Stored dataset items
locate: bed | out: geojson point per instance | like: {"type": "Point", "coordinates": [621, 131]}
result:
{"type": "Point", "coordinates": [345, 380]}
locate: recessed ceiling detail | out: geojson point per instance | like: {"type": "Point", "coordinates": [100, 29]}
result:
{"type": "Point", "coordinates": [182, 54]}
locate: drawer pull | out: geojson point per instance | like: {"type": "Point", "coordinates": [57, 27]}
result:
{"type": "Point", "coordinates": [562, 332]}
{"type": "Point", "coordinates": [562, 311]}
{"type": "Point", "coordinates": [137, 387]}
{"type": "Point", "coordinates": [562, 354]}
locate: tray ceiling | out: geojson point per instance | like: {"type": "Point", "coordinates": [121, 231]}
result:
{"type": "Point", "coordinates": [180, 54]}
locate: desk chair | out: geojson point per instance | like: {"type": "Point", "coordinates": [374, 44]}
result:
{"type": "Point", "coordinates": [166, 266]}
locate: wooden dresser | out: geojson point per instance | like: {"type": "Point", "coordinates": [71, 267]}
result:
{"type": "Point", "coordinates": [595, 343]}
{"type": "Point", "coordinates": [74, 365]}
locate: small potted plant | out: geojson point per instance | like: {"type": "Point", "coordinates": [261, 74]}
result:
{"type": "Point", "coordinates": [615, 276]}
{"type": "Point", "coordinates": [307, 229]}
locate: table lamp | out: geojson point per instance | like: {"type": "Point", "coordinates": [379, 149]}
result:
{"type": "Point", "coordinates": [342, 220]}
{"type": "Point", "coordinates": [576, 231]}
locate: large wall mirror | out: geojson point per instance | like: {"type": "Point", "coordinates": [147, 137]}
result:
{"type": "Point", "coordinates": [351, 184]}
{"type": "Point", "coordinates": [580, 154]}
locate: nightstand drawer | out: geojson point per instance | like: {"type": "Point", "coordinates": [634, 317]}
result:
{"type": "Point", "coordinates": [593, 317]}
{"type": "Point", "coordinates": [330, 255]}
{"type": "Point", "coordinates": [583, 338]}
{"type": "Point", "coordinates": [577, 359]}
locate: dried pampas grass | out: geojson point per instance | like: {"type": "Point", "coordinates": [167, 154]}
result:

● **AIM**
Recopy the entries above in their entirety, exactly.

● **RESULT OF THE EXERCISE**
locate: bed | out: geojson point per instance | like: {"type": "Point", "coordinates": [621, 131]}
result:
{"type": "Point", "coordinates": [345, 380]}
locate: recessed ceiling detail | out: geojson point per instance | like: {"type": "Point", "coordinates": [100, 29]}
result:
{"type": "Point", "coordinates": [182, 54]}
locate: drawer pull | out: geojson point per instance | like: {"type": "Point", "coordinates": [57, 27]}
result:
{"type": "Point", "coordinates": [562, 332]}
{"type": "Point", "coordinates": [562, 311]}
{"type": "Point", "coordinates": [137, 387]}
{"type": "Point", "coordinates": [562, 354]}
locate: tray ceiling | out: geojson point per instance | like: {"type": "Point", "coordinates": [121, 231]}
result:
{"type": "Point", "coordinates": [180, 54]}
locate: desk chair | out: geojson point per instance | like: {"type": "Point", "coordinates": [374, 44]}
result:
{"type": "Point", "coordinates": [166, 266]}
locate: wooden dresser | out: geojson point per instance | like: {"type": "Point", "coordinates": [71, 267]}
result:
{"type": "Point", "coordinates": [595, 343]}
{"type": "Point", "coordinates": [74, 365]}
locate: small potted plant | out: geojson point per instance | like: {"type": "Point", "coordinates": [261, 74]}
result:
{"type": "Point", "coordinates": [615, 276]}
{"type": "Point", "coordinates": [307, 229]}
locate: table lamp | out: geojson point per instance | like: {"type": "Point", "coordinates": [379, 149]}
result:
{"type": "Point", "coordinates": [342, 220]}
{"type": "Point", "coordinates": [576, 231]}
locate: large wall mirror | out: geojson point per instance | like: {"type": "Point", "coordinates": [147, 137]}
result:
{"type": "Point", "coordinates": [351, 184]}
{"type": "Point", "coordinates": [580, 154]}
locate: nightstand drawer | out: geojson point per instance | like: {"type": "Point", "coordinates": [634, 317]}
result:
{"type": "Point", "coordinates": [593, 317]}
{"type": "Point", "coordinates": [330, 255]}
{"type": "Point", "coordinates": [583, 338]}
{"type": "Point", "coordinates": [577, 359]}
locate: dried pampas grass | out: geojson point per instance | like: {"type": "Point", "coordinates": [167, 154]}
result:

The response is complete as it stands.